Text:
━━━━━━
I still had some Harbor Freight Gift Cards in my wallet left over from Christmas.

I had no idea how much was still on them but I was aiming to find out after I remembered them.

Come to find out, it was enough to get a new Digital Caliper AND a new Digital 1″ Micrometer!

Zero monies out of my pocket.

I like it when that happens.

While I was looking up the Alice Cooper link to Welcome To My Nightmare, another little thought popped into my head.

Seeings how I know this problem child is going to be a little bitch, I am naming this new Frankenstein of a Mini Lathe I am going to be attempting to put together in honor of Alice Cooper.

Her name is going to be Alice.

Actually, I think Alice is going to be her last name.

Her full name is going to be THAT FUCKING ALICE.

But I’ll call it Alice for short.

This is going to be a long term project because I already have a shit ton of projects but I will start chipping away at it as I can and you can be assured I will post my progress, if there is any.

Let the fun begin.

20 thoughts on “In The Immortal Words Of Alice Cooper….

  1. I’d have gone all Alice as “Hey Stupid”, but to each his own 🙂
    It’s what you bite off, what you can swallow, and what you intend on shitting out when you’re done. Best of luck on each and every bite. I do NOT envy you making things fit, but I DO envy you when you’re done. You’ll have mastered the bastard that is precision…and that is a motherfucker to accomplish.
    Just remember, what you accomplish is all you, nothing else. Something to hang your hat on, and be very proud of accomplishing.
━━━━━━
Extracted information:

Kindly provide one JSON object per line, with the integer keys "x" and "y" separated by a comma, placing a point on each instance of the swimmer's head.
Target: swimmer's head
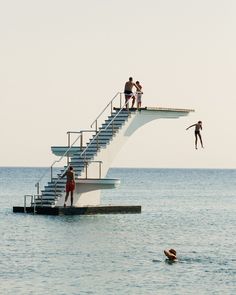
{"x": 172, "y": 251}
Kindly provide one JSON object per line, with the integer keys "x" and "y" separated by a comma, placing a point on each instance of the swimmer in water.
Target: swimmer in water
{"x": 171, "y": 254}
{"x": 198, "y": 127}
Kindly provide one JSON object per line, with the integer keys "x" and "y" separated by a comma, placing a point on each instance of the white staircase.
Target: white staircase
{"x": 92, "y": 160}
{"x": 83, "y": 157}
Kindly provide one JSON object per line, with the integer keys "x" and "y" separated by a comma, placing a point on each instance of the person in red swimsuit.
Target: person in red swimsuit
{"x": 198, "y": 127}
{"x": 70, "y": 184}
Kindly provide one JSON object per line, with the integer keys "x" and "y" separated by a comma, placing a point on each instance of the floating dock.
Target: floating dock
{"x": 78, "y": 210}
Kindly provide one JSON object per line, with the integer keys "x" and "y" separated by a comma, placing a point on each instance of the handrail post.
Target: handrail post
{"x": 68, "y": 147}
{"x": 100, "y": 169}
{"x": 51, "y": 174}
{"x": 37, "y": 185}
{"x": 24, "y": 204}
{"x": 81, "y": 140}
{"x": 86, "y": 169}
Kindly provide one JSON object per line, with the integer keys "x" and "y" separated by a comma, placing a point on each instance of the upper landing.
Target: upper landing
{"x": 148, "y": 114}
{"x": 162, "y": 109}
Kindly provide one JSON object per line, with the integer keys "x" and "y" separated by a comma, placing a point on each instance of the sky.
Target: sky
{"x": 62, "y": 61}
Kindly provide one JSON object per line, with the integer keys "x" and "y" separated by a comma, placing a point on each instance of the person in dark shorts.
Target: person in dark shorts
{"x": 198, "y": 127}
{"x": 70, "y": 184}
{"x": 128, "y": 91}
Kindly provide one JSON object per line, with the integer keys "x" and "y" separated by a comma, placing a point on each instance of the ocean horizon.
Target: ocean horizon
{"x": 190, "y": 210}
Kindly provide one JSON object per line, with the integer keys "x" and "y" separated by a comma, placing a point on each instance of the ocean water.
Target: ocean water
{"x": 191, "y": 210}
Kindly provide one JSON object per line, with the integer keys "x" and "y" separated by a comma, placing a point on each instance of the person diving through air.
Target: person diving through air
{"x": 198, "y": 127}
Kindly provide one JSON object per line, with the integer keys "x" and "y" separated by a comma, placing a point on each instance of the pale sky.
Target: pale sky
{"x": 62, "y": 61}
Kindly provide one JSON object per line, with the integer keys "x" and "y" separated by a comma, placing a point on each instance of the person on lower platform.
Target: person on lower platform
{"x": 139, "y": 95}
{"x": 198, "y": 127}
{"x": 171, "y": 254}
{"x": 70, "y": 184}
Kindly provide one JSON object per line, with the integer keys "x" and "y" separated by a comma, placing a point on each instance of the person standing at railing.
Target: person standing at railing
{"x": 198, "y": 127}
{"x": 139, "y": 94}
{"x": 70, "y": 184}
{"x": 128, "y": 91}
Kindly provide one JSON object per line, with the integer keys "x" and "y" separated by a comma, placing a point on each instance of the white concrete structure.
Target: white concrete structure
{"x": 92, "y": 162}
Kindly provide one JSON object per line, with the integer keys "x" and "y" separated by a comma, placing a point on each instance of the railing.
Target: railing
{"x": 97, "y": 135}
{"x": 95, "y": 122}
{"x": 106, "y": 107}
{"x": 37, "y": 185}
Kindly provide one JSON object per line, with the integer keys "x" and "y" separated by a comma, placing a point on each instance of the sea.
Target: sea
{"x": 190, "y": 210}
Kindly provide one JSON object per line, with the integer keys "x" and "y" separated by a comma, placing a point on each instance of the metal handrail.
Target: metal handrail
{"x": 51, "y": 167}
{"x": 95, "y": 137}
{"x": 110, "y": 103}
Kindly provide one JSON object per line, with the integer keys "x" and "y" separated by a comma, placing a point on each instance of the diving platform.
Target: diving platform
{"x": 78, "y": 210}
{"x": 91, "y": 153}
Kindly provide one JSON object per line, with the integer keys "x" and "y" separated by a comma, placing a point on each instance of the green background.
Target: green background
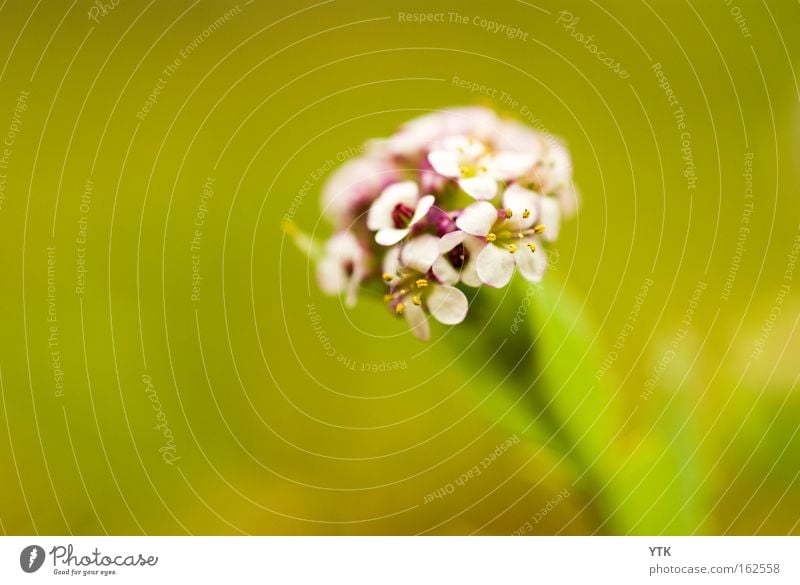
{"x": 274, "y": 434}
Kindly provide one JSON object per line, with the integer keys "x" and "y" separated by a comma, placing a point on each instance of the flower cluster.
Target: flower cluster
{"x": 456, "y": 198}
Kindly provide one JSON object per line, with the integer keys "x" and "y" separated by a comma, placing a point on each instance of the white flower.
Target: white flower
{"x": 510, "y": 235}
{"x": 398, "y": 208}
{"x": 467, "y": 160}
{"x": 459, "y": 258}
{"x": 353, "y": 186}
{"x": 342, "y": 267}
{"x": 412, "y": 292}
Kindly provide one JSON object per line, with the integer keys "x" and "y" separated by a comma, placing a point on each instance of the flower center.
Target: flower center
{"x": 458, "y": 256}
{"x": 401, "y": 215}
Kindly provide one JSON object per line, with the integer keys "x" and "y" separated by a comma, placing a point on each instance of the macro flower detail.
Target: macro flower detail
{"x": 396, "y": 210}
{"x": 467, "y": 160}
{"x": 511, "y": 236}
{"x": 454, "y": 200}
{"x": 414, "y": 290}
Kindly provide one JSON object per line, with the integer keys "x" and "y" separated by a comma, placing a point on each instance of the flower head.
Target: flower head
{"x": 414, "y": 290}
{"x": 398, "y": 208}
{"x": 510, "y": 236}
{"x": 395, "y": 208}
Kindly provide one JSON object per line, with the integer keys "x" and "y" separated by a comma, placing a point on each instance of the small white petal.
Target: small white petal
{"x": 482, "y": 187}
{"x": 510, "y": 165}
{"x": 450, "y": 241}
{"x": 380, "y": 212}
{"x": 417, "y": 321}
{"x": 531, "y": 265}
{"x": 549, "y": 217}
{"x": 495, "y": 266}
{"x": 469, "y": 272}
{"x": 444, "y": 271}
{"x": 391, "y": 262}
{"x": 445, "y": 162}
{"x": 420, "y": 253}
{"x": 477, "y": 219}
{"x": 447, "y": 304}
{"x": 518, "y": 200}
{"x": 390, "y": 236}
{"x": 423, "y": 207}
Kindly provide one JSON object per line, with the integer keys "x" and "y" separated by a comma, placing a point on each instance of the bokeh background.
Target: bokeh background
{"x": 662, "y": 396}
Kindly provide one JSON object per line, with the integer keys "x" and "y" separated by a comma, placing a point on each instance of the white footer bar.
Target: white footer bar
{"x": 400, "y": 560}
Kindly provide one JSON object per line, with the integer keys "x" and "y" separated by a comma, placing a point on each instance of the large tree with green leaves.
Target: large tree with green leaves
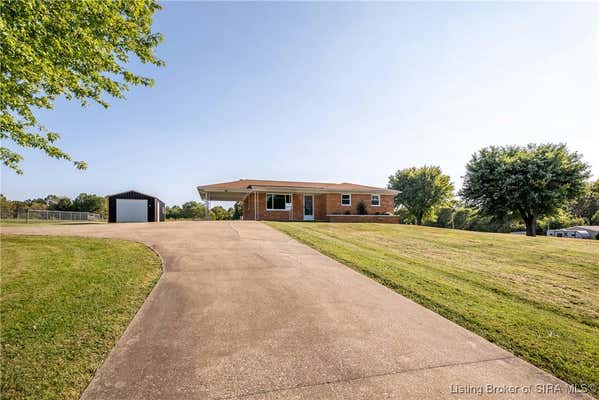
{"x": 422, "y": 189}
{"x": 532, "y": 181}
{"x": 78, "y": 49}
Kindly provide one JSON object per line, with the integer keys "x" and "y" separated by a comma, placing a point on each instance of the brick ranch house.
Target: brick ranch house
{"x": 304, "y": 201}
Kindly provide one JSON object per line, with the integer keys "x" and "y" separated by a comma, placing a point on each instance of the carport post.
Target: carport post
{"x": 207, "y": 206}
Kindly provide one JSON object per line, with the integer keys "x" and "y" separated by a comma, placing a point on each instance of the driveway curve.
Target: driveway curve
{"x": 242, "y": 311}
━━━━━━
Task requirements: Quote the mini lathe post above, starting at the words "This is going" and stopping after the words "the fun begin.".

Result of this exercise:
This is going to be a long term project because I already have a shit ton of projects but I will start chipping away at it as I can and you can be assured I will post my progress, if there is any.

Let the fun begin.